DATA TO PROCESS START

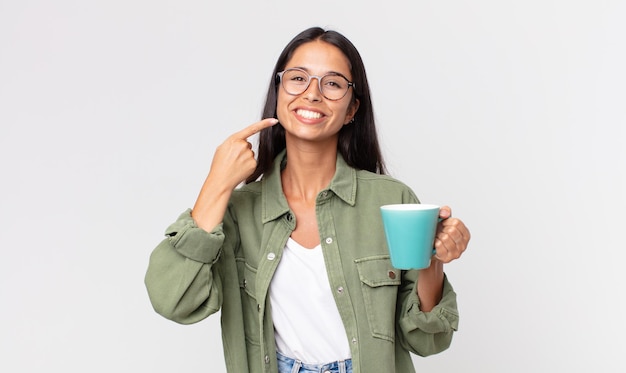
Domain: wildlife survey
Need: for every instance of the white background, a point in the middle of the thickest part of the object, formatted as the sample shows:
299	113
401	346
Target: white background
511	112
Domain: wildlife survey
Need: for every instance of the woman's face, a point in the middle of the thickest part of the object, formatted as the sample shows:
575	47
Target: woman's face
310	116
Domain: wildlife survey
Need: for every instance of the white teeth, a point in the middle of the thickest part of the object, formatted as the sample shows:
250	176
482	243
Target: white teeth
309	114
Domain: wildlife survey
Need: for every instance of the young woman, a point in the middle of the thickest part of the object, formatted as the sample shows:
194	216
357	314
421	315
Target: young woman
296	259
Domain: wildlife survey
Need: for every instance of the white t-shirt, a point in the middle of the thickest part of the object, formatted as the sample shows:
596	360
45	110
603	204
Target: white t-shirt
306	320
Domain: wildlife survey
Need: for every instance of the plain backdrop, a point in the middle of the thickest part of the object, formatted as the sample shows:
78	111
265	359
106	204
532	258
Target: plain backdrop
511	112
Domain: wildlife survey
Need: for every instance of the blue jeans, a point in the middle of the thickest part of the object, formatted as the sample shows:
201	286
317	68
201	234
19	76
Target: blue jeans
289	365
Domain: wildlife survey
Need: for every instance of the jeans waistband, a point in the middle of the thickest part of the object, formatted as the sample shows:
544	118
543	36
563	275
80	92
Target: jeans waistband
341	366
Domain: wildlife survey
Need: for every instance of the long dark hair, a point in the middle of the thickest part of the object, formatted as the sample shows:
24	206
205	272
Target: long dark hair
358	141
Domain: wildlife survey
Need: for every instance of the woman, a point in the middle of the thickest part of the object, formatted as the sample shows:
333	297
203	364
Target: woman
296	258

DATA TO PROCESS END

▶ _EXERCISE PROMPT_
Everything in the listing except the pictures must be reproduced exactly.

▶ _OUTPUT FOR THIS TASK_
Domain: wildlife survey
Need: for every instance of the white background, a point in the middle of the thickest part of the object, formatted as the sample shows:
299	113
401	346
Target: white background
511	112
Domain: wildlife survey
Need: for every instance of the woman's face, a point in the middle of the thickest part of the object, formatted as the sample shows:
575	47
Target: woman's face
310	116
Domain: wildlife survey
Need: for every instance of the white teeth, a point in the middle of the thickest part of the object, formatted as the sample shows:
250	176
482	243
Target: white teeth
309	114
Domain: wildlife survey
Need: for every instance of the young woman, a point in the middle of the thickest part of the object, formatted as the sample shows:
194	216
357	314
421	315
Target: young woman
296	259
Domain: wildlife survey
Need: for every instance of the white t-shirt, a point in the middle of the thickest part of the object, formatted as the sample shows:
596	360
45	110
603	204
Target: white t-shirt
306	320
Domain: wildlife survey
Need: for every instance of the plain backdrop, a point in the middle of the thickest part of the object, formatted as the sample shows:
78	111
265	359
106	204
532	258
Target: plain backdrop
511	112
Domain: wildlife survey
Need: for every instance of the blue jeans, a point in the middle of the thickest part of the object, formatted as the sample shows:
201	286
317	68
201	234
19	76
Target: blue jeans
289	365
Domain: wildlife survey
Need: for every instance of the jeans waistband, a point in the middle of the thickest part of the object, formatted as the sample shows:
544	118
543	36
563	275
80	92
Target: jeans waistband
341	366
Domain: wildlife survey
Need: for every instance of the long dark hair, a point in the middle of the thickest part of the object, formatted as the sample shows:
24	206
205	272
Target: long dark hair
358	141
Domain: wildlife survey
Need: for every instance of the woman, a point in the middle of the thickest part of the object, formatted as the sample shows:
333	297
203	364
Target: woman
296	258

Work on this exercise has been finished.